§ Compito assegnato 1: Riporta in una tabella Markdown le righe dei record, a partire da quella che contiene "obj: roadside vegetation" fino a quella che contiene "left=0, top=375, right=1200, bottom=487", entrambe incluse, e tralascia le righe vuote. Metti il numero progressivo nella colonna Numero e il testo nella colonna Riga.

####

Una difficoltà che incontriamo, nel pregare con i salmi, risiede nel fatto che sono stati concepiti in tempi molto antichi; quindi, all’interno di società e di culture molto differenti da quelle di oggi. Molti dei loro messaggi sono tuttora validi; ma il linguaggio religioso dei salmi e il modo in cui parlano di Dio appartengono a un passato che non possiamo più rivivere. Le culture antiche riflettono ed esprimono un rapporto di dipendenza dalla natura e un’immagine delle forze cosmiche che oggi non abbiamo più. Per esempio, i simboli della luce e dell’oscurità vengono da un mondo in cui non c’era l’energia elettrica, né le persone potevano comunicare tra loro con gli strumenti attualmente a nostra disposizione. Tuttavia, bisogna ammettere che nel nostro tempo, anche con l’uso della luce elettrica, la notte non ha perso la sua dimensione simbolica. Il timore delle forze cosmiche non è tanto forte quanto lo era anticamente, ma nelle nostre grandi città le persone continuano ad aver paura di uscire durante la notte. Inoltre, le disuguaglianze sociali e il modo perverso in cui è strutturato il mondo attuale subentrano, come forza di potere incontrollabile, a sostituire quella che nei tempi antichi era la dipendenza di ogni essere umano dalla relazione subalterna con la natura.

Comunque, anche oggi, siamo spettatori di disastri ecologici che ci ammoniscono sulla nostra debolezza umana. Ci dicono che siamo parte di questo universo e, che, se veniamo meno al rispetto della natura e la sconvolgiamo, tutti ne soffriamo le conseguenze, insieme con la nostra Madre Terra.

####

§ Compito assegnato 2: Riscrivi il passo del testo sui salmi che comincia con le parole "Comunque, anche oggi, siamo" e termina con "nostra Madre Terra.", mettendo "catastrofi ambientali" al posto di "disastri ecologici".

§ Record archiviati:

####

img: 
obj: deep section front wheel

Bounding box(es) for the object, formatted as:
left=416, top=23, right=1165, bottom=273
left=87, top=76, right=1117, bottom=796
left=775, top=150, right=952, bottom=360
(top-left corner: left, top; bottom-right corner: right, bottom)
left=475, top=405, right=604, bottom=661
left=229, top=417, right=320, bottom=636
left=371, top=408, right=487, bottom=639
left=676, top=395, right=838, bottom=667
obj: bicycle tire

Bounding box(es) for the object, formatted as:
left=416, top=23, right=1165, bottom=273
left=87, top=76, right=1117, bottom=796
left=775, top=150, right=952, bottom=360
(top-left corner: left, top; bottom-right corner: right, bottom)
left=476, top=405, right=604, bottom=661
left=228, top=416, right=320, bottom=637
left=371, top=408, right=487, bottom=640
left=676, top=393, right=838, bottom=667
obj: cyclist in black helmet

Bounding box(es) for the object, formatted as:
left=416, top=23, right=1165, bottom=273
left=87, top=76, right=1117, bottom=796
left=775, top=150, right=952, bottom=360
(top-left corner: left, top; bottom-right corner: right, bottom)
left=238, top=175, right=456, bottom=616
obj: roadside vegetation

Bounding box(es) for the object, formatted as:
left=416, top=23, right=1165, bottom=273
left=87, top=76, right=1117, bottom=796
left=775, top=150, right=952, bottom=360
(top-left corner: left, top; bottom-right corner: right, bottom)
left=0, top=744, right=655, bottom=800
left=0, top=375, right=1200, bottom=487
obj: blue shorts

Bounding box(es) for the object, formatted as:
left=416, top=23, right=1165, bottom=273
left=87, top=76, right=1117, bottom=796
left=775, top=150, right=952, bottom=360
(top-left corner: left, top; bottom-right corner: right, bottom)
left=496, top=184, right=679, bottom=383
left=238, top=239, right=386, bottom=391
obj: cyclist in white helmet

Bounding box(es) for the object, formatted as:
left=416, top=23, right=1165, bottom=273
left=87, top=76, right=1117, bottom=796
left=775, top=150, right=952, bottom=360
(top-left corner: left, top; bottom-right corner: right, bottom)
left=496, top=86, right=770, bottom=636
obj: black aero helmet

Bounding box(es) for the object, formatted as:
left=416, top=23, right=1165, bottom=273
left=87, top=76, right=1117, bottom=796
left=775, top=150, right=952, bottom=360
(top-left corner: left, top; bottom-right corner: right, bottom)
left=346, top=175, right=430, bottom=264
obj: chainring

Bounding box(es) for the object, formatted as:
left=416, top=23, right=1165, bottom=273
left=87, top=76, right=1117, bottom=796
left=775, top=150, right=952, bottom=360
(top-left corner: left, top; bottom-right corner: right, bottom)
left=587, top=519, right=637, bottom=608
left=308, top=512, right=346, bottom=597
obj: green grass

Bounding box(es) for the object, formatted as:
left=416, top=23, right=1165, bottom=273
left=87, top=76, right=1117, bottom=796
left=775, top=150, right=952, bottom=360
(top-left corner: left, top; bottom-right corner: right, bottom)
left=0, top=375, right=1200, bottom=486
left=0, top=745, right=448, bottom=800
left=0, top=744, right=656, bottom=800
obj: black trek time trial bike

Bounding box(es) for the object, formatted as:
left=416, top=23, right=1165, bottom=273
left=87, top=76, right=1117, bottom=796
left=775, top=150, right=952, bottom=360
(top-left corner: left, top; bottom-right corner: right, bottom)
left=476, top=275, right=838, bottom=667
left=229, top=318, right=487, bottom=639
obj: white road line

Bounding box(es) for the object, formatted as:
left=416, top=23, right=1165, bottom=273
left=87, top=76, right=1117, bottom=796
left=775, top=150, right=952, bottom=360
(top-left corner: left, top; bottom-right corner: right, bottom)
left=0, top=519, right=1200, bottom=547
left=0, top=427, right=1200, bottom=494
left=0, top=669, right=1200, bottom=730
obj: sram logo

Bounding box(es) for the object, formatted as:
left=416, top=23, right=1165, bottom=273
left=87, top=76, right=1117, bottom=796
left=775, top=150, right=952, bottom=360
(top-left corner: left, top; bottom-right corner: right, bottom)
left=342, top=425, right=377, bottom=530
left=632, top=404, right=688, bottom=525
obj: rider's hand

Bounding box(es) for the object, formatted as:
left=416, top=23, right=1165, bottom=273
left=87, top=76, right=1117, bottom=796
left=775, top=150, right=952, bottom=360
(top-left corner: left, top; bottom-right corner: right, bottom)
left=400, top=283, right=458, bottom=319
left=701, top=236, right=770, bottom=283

####

§ Soluzione 1:
| Numero | Riga |
|---|---|
| 1 | obj: roadside vegetation |
| 2 | Bounding box(es) for the object, formatted as: |
| 3 | left=416, top=23, right=1165, bottom=273 |
| 4 | left=87, top=76, right=1117, bottom=796 |
| 5 | left=775, top=150, right=952, bottom=360 |
| 6 | (top-left corner: left, top; bottom-right corner: right, bottom) |
| 7 | left=0, top=744, right=655, bottom=800 |
| 8 | left=0, top=375, right=1200, bottom=487 |

§ Soluzione 2:
Comunque, anche oggi, siamo spettatori di catastrofi ambientali che ci ammoniscono sulla nostra debolezza umana. Ci dicono che siamo parte di questo universo e, che, se veniamo meno al rispetto della natura e la sconvolgiamo, tutti ne soffriamo le conseguenze, insieme con la nostra Madre Terra.